-- BEGIN DATA SECTION --

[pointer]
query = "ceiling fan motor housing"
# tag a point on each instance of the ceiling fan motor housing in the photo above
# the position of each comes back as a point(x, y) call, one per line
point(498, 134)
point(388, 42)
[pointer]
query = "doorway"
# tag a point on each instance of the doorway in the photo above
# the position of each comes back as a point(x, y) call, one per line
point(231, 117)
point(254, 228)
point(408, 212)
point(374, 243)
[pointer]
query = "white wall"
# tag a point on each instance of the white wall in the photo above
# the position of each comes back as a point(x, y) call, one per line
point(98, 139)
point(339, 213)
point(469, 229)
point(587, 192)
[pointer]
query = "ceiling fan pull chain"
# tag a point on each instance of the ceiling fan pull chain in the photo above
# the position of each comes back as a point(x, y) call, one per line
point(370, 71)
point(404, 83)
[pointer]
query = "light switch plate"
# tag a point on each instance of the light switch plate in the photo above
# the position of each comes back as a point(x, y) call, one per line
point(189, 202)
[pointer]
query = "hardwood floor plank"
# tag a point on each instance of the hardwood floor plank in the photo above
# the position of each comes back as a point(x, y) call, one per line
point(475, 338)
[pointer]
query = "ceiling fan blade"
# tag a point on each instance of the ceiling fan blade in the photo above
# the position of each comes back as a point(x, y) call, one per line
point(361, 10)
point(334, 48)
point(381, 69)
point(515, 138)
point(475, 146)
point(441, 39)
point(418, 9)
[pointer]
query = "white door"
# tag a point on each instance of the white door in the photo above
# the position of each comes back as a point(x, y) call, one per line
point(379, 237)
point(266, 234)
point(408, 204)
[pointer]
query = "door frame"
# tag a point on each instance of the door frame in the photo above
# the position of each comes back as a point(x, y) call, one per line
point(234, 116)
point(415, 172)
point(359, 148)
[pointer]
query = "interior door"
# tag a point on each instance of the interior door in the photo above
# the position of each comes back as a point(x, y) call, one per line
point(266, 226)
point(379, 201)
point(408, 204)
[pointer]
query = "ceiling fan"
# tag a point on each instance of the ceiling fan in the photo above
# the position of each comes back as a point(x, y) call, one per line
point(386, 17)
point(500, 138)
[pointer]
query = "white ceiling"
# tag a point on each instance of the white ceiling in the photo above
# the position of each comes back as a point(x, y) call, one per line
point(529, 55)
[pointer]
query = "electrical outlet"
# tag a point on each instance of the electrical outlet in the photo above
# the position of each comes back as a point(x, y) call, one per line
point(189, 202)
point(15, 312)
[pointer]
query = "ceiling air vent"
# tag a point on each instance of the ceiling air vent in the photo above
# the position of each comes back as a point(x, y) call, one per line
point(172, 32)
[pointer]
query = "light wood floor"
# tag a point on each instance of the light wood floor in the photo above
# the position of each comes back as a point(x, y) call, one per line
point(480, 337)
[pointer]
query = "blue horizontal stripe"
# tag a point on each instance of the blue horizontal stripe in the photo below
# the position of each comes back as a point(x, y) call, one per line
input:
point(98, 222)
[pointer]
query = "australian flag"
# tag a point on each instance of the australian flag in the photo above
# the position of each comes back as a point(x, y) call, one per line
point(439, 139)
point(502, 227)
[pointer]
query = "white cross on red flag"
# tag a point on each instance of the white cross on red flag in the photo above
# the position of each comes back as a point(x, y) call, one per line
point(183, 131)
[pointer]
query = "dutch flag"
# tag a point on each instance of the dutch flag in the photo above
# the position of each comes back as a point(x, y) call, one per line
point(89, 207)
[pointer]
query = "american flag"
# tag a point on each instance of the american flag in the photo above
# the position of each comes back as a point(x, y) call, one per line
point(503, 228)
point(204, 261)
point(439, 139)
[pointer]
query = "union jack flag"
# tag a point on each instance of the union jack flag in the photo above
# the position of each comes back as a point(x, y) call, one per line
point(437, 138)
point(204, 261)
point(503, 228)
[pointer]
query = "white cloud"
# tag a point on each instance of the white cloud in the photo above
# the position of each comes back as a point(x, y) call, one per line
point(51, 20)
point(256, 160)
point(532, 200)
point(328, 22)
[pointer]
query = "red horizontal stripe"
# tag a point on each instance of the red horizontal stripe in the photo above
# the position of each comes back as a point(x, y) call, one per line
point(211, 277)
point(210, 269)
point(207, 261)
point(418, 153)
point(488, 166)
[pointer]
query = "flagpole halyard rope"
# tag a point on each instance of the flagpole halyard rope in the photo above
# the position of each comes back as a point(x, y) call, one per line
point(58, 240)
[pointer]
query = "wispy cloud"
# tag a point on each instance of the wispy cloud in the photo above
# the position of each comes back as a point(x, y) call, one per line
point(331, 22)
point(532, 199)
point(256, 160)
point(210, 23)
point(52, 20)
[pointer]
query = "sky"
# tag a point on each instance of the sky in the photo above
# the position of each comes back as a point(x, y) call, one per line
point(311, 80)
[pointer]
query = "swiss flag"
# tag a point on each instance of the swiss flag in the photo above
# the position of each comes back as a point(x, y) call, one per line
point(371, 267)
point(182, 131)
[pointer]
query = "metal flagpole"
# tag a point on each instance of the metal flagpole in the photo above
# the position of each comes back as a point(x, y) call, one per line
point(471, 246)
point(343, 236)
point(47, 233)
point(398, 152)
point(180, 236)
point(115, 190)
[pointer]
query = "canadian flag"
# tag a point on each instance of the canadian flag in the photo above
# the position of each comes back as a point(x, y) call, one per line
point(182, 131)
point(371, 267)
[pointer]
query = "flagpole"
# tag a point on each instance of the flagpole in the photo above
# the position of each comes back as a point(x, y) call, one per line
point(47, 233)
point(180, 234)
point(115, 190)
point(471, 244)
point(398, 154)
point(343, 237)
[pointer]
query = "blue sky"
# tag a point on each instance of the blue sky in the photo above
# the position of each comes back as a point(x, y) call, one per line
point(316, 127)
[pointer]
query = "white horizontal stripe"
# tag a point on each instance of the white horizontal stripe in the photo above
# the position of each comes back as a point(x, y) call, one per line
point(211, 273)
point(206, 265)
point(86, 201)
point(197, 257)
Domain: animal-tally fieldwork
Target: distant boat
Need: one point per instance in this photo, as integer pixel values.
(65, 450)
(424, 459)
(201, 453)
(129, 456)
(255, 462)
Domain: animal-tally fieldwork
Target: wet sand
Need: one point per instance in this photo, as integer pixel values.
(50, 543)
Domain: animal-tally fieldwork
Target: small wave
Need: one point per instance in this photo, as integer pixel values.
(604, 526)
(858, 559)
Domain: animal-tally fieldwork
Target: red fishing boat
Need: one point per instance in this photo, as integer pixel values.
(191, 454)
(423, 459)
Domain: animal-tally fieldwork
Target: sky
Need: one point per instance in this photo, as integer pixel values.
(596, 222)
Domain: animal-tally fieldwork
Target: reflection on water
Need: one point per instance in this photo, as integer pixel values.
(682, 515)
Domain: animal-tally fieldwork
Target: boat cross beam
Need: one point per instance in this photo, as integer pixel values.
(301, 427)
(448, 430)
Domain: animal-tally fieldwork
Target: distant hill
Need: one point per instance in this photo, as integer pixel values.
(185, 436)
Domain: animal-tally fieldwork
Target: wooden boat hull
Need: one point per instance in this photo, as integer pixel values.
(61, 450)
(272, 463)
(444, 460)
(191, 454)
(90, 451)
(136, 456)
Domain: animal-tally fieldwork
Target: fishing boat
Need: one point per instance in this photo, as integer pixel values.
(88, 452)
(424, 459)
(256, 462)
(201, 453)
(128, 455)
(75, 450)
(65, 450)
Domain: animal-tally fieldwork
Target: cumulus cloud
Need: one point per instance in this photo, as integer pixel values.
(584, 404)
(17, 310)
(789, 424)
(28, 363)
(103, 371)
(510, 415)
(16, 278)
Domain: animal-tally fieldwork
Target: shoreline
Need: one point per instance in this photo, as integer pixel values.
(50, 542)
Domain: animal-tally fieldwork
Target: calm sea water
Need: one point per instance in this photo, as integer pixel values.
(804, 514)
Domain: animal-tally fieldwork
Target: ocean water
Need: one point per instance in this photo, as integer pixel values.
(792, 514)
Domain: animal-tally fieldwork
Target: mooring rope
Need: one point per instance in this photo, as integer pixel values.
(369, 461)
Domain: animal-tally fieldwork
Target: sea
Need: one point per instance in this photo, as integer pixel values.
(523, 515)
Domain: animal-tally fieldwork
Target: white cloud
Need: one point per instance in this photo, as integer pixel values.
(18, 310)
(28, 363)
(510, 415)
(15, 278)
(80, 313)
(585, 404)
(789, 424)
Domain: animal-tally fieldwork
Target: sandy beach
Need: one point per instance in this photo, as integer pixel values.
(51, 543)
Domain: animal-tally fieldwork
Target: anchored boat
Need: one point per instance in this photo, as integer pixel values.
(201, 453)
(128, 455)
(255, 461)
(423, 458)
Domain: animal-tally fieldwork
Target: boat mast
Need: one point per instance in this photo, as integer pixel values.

-- END DATA SECTION --

> _EXERCISE PROMPT_
Return every line of the entries above that contains the string "american", matching case exactly.

> _RESULT OF THE TASK_
query = "american flag"
# tag a point on each instance of the american flag in the photo above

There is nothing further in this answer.